## Your task
Convert all of the rows below into a Markdown table with two columns, n and Line. Put each row's number under n and its text under Line, and leave out any blank lines.

━━━━━ Material provided ━━━━━

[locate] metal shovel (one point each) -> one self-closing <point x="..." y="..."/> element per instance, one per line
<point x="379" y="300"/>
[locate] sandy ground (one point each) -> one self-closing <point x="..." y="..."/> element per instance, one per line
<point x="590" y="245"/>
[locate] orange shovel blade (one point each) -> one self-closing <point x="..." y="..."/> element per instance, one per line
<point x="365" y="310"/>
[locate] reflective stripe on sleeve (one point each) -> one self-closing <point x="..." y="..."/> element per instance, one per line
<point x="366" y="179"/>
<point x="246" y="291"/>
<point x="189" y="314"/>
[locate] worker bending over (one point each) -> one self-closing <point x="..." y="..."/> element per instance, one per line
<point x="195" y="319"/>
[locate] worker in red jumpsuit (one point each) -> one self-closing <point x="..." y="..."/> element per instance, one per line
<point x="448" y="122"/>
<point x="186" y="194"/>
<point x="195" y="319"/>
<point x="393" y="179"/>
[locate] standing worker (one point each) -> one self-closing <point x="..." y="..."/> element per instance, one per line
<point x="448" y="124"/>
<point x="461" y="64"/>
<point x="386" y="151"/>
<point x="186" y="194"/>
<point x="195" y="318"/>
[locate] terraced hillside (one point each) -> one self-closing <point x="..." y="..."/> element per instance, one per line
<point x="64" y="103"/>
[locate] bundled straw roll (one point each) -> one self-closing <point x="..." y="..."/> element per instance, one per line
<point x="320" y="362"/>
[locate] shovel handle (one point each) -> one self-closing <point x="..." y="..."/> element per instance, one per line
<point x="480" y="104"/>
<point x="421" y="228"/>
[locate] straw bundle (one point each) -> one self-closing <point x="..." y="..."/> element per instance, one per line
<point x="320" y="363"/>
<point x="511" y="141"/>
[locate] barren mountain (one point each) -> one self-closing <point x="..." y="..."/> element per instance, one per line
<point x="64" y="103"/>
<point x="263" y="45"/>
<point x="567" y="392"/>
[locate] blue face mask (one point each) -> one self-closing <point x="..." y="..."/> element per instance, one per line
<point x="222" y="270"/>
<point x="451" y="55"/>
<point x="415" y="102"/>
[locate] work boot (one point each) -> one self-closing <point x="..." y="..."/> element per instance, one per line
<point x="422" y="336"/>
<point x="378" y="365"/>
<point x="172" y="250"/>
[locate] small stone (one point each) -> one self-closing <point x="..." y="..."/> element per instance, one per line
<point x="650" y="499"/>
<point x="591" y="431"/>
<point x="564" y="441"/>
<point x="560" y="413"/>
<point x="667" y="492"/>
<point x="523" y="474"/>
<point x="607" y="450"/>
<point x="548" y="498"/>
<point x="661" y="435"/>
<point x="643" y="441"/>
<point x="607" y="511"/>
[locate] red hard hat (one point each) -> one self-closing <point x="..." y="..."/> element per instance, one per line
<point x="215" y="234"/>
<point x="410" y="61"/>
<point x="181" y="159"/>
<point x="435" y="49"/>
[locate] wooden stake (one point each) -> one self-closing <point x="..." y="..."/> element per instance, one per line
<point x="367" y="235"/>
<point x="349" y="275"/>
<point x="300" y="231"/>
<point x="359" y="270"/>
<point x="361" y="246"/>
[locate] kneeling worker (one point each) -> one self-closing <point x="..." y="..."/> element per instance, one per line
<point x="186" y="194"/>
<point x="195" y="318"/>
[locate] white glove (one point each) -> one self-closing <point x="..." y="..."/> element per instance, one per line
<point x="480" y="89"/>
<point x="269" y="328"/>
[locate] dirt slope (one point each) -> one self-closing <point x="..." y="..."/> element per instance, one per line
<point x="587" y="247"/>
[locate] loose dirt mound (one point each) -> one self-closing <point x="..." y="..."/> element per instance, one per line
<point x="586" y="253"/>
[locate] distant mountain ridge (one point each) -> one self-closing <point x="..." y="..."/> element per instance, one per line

━━━━━

## Response
| n | Line |
|---|---|
| 1 | [locate] metal shovel (one point each) -> one self-closing <point x="..." y="..."/> element per instance, one per line |
| 2 | <point x="379" y="300"/> |
| 3 | [locate] sandy ground (one point each) -> one self-closing <point x="..." y="..."/> element per instance, one per line |
| 4 | <point x="590" y="245"/> |
| 5 | [locate] orange shovel blade (one point each) -> one self-closing <point x="..." y="..."/> element per instance, one per line |
| 6 | <point x="365" y="310"/> |
| 7 | [locate] reflective stripe on sleeve (one point each) -> one self-closing <point x="..." y="..."/> element per instance, one per line |
| 8 | <point x="366" y="179"/> |
| 9 | <point x="246" y="291"/> |
| 10 | <point x="189" y="314"/> |
| 11 | [locate] worker bending over (one point each) -> one self-closing <point x="..." y="..."/> element per instance, one per line |
| 12 | <point x="195" y="319"/> |
| 13 | [locate] worker in red jumpsuit (one point each) -> one self-closing <point x="..." y="..."/> element per instance, one per line |
| 14 | <point x="448" y="122"/> |
| 15 | <point x="186" y="194"/> |
| 16 | <point x="195" y="319"/> |
| 17 | <point x="393" y="179"/> |
| 18 | [locate] standing worker (one point each) -> one self-closing <point x="..." y="..."/> element per instance, one per line |
| 19 | <point x="448" y="124"/> |
| 20 | <point x="461" y="64"/> |
| 21 | <point x="386" y="151"/> |
| 22 | <point x="186" y="194"/> |
| 23 | <point x="195" y="318"/> |
| 24 | [locate] terraced hillside (one point each) -> one self-closing <point x="..." y="..."/> element per instance, one per line |
| 25 | <point x="64" y="103"/> |
| 26 | [locate] bundled straw roll (one point each) -> one self-closing <point x="..." y="..."/> element per instance, one per line |
| 27 | <point x="320" y="362"/> |
| 28 | [locate] shovel handle (one point each) -> one self-closing <point x="..." y="..."/> element per instance, one per line |
| 29 | <point x="480" y="104"/> |
| 30 | <point x="421" y="228"/> |
| 31 | [locate] straw bundle (one point each) -> one self-closing <point x="..." y="..."/> element per instance, one per line |
| 32 | <point x="320" y="363"/> |
| 33 | <point x="511" y="141"/> |
| 34 | [locate] barren mountain (one point each) -> one self-closing <point x="..." y="..."/> element per instance, one per line |
| 35 | <point x="64" y="103"/> |
| 36 | <point x="263" y="45"/> |
| 37 | <point x="567" y="392"/> |
| 38 | [locate] blue face mask (one point each) -> one self-closing <point x="..." y="..."/> element per instance, one per line |
| 39 | <point x="222" y="270"/> |
| 40 | <point x="451" y="55"/> |
| 41 | <point x="415" y="102"/> |
| 42 | [locate] work boot (one point each) -> one self-closing <point x="..." y="..."/> element per instance, one per line |
| 43 | <point x="422" y="336"/> |
| 44 | <point x="378" y="365"/> |
| 45 | <point x="172" y="250"/> |
| 46 | [locate] small stone (one point each) -> one self-closing <point x="..." y="..."/> element per instance, one per line |
| 47 | <point x="650" y="499"/> |
| 48 | <point x="591" y="431"/> |
| 49 | <point x="564" y="441"/> |
| 50 | <point x="560" y="413"/> |
| 51 | <point x="667" y="492"/> |
| 52 | <point x="523" y="474"/> |
| 53 | <point x="607" y="450"/> |
| 54 | <point x="548" y="498"/> |
| 55 | <point x="661" y="435"/> |
| 56 | <point x="643" y="441"/> |
| 57 | <point x="607" y="511"/> |
| 58 | [locate] red hard hat (one point each) -> one self-closing <point x="..." y="..."/> element per instance, one per line |
| 59 | <point x="215" y="234"/> |
| 60 | <point x="410" y="61"/> |
| 61 | <point x="181" y="159"/> |
| 62 | <point x="435" y="49"/> |
| 63 | [locate] wooden stake (one point each) -> one self-closing <point x="..." y="..."/> element per instance, one per line |
| 64 | <point x="367" y="235"/> |
| 65 | <point x="349" y="275"/> |
| 66 | <point x="300" y="231"/> |
| 67 | <point x="359" y="270"/> |
| 68 | <point x="361" y="246"/> |
| 69 | [locate] kneeling worker (one point each) -> one self-closing <point x="..." y="..."/> element per instance, one per line |
| 70 | <point x="186" y="194"/> |
| 71 | <point x="195" y="318"/> |
| 72 | [locate] white glove (one point each) -> one self-closing <point x="..." y="..."/> element per instance, one per line |
| 73 | <point x="480" y="89"/> |
| 74 | <point x="269" y="328"/> |
| 75 | [locate] dirt slope (one point each) -> one self-closing <point x="..." y="..."/> element per instance, one per line |
| 76 | <point x="587" y="247"/> |
| 77 | [locate] loose dirt mound (one point each) -> one self-closing <point x="..." y="..."/> element per instance, one per line |
| 78 | <point x="586" y="253"/> |
| 79 | [locate] distant mountain ridge (one point each) -> one self-closing <point x="..." y="..."/> element per instance, one per line |